■ **Required work**
Copy word for word the part of the San Luis Pass Pier thread below that begins at the words "I got to thinking" and stops after "me know. Thanks.".

# San Luis Pass Pier



## FishingJoe (Jan 11, 2009)

I got to thinking about the pier and how many nice trout and redfish I caught there in the past. I got a little nostalgic and decided to take a look at the pictures of some of the fish that I had caught that they posted on the website. The domain has expired!!!!:frown: Has anyone heard any news as to what is going on down there. Are they still planning to repair and reopen. I do prefer wading, but getting down there to fish at night was always a good time, not to mention, it was a really nice pier after the last renovations were complete. Probably the nicest I've ever been on. If anyone has heard the status or has any updates, let me know. Thanks.


----------



## 007 (Mar 11, 2008)

It's not coming back.


----------



## Procrastinator (Jun 30, 2008)

Read a similar report on TKF. Haven't seen/read a link supporting the demise or rebuild?

Hope that it's not true!


----------



## royboy42 (Apr 28, 2007)

I dont think theyre going to rebuild it either. I caught alot of fish off there as well growing up. It would be hard to invest in something like that though, I think it was destroyed twice in 3 years. In the summer time though there were always trout there almost on a nightly basis. Has anyone waded that area right there and car bodies? Ive been wanting to see if those guts are still there?

■ **Records shown**
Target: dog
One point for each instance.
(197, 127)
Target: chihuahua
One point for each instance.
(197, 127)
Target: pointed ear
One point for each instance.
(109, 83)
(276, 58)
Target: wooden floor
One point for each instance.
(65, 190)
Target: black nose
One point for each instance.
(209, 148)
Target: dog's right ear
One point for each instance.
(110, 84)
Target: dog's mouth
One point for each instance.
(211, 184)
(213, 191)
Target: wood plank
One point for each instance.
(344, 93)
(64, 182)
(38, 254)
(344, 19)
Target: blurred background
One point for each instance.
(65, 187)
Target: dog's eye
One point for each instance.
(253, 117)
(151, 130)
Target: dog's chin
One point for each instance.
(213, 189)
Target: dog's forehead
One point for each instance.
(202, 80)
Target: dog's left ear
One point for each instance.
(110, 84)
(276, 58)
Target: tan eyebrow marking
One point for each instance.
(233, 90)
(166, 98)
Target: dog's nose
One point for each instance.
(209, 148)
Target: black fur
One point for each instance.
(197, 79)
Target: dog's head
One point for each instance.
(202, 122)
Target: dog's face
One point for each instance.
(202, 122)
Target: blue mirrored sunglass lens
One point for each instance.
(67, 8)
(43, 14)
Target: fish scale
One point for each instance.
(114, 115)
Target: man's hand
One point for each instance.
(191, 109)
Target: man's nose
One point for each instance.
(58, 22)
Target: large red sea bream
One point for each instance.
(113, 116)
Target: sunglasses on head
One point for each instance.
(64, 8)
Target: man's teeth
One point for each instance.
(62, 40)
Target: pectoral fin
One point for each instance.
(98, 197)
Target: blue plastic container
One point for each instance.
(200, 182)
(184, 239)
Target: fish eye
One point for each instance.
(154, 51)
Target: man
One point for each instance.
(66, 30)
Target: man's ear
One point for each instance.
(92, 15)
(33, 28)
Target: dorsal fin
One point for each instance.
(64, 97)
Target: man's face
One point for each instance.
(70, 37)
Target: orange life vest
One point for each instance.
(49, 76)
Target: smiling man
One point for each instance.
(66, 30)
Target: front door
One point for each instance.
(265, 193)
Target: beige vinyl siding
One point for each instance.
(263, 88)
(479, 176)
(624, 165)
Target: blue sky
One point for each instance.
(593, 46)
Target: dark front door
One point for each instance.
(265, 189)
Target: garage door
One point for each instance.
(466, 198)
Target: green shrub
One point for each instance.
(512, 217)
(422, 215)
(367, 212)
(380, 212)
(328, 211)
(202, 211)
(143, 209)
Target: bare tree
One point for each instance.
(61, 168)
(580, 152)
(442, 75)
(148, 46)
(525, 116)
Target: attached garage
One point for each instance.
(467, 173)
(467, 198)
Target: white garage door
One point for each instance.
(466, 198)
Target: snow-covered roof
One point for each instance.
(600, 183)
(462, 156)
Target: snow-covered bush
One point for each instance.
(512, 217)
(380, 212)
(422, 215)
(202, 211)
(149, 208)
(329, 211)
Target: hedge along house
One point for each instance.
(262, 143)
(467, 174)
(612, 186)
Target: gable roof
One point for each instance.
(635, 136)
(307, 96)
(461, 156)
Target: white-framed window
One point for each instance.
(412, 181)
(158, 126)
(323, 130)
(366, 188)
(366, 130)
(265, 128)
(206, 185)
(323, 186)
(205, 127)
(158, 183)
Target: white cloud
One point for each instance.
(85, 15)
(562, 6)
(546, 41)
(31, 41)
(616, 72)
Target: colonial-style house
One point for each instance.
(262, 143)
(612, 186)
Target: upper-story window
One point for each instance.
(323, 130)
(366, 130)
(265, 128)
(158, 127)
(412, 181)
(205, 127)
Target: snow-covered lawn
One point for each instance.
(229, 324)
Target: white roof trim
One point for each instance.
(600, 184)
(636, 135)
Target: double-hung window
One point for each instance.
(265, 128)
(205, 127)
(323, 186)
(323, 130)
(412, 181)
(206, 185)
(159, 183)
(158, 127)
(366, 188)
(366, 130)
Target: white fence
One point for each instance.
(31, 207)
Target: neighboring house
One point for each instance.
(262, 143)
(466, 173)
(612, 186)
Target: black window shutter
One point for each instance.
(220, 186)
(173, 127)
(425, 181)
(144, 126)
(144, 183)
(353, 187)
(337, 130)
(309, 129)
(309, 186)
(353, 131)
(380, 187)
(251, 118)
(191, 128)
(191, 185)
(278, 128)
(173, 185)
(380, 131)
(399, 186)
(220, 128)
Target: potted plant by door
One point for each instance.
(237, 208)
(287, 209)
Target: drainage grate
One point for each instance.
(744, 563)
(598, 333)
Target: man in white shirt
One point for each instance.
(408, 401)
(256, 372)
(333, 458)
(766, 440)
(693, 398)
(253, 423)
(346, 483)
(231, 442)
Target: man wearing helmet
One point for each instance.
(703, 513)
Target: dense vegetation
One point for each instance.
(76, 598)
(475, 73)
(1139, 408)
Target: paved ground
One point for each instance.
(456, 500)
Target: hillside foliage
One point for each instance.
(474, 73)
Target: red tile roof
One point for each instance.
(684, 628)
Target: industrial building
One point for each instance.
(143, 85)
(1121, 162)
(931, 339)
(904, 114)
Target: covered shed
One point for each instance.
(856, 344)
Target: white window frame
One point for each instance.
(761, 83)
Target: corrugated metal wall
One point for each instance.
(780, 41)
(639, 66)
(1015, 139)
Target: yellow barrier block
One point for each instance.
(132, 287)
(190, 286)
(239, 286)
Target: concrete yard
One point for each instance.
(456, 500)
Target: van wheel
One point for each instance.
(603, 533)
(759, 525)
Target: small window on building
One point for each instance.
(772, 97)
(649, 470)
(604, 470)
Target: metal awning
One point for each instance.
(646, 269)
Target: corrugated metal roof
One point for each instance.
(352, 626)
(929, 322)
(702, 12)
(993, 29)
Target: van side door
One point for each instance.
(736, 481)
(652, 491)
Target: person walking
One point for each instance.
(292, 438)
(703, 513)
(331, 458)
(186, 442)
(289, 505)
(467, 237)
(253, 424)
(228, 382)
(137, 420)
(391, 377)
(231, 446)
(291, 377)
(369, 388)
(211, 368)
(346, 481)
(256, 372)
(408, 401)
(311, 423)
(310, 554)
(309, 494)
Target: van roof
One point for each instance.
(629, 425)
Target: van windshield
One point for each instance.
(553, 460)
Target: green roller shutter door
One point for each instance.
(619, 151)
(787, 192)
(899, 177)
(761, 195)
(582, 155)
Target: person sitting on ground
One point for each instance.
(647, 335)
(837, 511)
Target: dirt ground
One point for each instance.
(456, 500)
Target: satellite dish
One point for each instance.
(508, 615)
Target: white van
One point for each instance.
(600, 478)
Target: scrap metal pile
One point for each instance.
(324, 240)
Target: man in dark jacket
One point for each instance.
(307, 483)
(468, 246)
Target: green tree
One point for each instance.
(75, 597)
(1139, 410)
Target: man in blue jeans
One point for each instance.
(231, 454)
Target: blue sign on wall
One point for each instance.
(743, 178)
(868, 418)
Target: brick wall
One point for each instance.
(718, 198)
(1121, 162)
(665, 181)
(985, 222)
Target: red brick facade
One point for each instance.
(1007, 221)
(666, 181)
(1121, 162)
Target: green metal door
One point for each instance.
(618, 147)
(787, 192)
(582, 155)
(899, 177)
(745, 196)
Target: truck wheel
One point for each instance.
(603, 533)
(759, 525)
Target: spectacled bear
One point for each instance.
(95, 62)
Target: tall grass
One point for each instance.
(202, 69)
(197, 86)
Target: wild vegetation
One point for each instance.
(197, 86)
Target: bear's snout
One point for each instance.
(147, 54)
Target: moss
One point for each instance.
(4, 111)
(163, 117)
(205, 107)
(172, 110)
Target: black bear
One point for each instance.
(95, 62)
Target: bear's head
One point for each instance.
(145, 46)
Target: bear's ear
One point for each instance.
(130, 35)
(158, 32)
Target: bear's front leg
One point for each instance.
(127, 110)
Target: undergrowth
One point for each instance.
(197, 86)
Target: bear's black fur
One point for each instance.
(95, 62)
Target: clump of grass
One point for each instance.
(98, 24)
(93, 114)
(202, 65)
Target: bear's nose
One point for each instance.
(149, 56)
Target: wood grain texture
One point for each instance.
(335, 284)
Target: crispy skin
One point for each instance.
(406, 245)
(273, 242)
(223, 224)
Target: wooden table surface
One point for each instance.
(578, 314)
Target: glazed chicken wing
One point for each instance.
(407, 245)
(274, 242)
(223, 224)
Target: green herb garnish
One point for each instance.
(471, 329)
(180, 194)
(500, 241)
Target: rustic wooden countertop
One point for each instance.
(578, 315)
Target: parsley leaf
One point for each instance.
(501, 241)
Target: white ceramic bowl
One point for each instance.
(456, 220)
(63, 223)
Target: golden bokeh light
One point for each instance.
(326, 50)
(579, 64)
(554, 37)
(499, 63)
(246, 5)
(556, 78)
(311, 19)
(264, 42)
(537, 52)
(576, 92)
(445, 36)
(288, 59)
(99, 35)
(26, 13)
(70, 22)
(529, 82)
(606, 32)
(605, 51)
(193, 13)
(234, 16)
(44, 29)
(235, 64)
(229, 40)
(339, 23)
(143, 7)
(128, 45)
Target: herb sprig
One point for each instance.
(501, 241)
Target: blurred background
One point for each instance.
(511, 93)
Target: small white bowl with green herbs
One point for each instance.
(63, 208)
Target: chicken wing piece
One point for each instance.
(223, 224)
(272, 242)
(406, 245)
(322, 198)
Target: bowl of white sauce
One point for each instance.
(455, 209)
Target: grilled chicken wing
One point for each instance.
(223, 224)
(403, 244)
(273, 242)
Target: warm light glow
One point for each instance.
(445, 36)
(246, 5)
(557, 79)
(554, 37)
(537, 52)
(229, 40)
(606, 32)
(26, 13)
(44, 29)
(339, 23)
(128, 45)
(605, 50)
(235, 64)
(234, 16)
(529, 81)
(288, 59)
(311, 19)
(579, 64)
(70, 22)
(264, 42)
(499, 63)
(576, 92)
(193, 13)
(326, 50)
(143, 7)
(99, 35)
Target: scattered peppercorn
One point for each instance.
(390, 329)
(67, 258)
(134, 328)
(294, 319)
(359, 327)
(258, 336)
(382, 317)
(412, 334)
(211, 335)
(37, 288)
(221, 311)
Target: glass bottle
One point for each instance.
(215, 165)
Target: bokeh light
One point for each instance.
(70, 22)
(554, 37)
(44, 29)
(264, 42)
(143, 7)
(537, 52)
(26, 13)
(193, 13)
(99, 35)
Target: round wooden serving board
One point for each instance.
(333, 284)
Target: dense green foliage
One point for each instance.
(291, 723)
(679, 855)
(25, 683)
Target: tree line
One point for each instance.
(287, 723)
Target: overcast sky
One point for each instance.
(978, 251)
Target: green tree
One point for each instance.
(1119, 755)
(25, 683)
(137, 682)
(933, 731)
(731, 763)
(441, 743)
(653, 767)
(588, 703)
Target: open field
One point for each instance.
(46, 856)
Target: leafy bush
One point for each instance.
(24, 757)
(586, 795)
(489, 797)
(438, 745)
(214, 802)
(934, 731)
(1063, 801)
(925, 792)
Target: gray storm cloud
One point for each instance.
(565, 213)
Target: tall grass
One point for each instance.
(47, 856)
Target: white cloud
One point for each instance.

■ **Solution to this problem**
I got to thinking about the pier and how many nice trout and redfish I caught there in the past. I got a little nostalgic and decided to take a look at the pictures of some of the fish that I had caught that they posted on the website. The domain has expired!!!!:frown: Has anyone heard any news as to what is going on down there. Are they still planning to repair and reopen. I do prefer wading, but getting down there to fish at night was always a good time, not to mention, it was a really nice pier after the last renovations were complete. Probably the nicest I've ever been on. If anyone has heard the status or has any updates, let me know. Thanks.